**Objective:** Rewrite the rows below as a JSON list of strings, with one string for each line and no blank lines.

-- Start --

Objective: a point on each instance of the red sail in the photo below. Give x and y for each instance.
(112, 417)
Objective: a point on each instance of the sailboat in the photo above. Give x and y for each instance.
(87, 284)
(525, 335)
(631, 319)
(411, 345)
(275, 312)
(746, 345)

-- End --

**Written solution:**
[
  "Objective: a point on each instance of the red sail in the photo below. Give x and y for each instance.",
  "(112, 417)",
  "Objective: a point on each instance of the sailboat in the photo above. Give x and y for each instance.",
  "(87, 284)",
  "(525, 335)",
  "(631, 319)",
  "(411, 345)",
  "(275, 312)",
  "(746, 345)"
]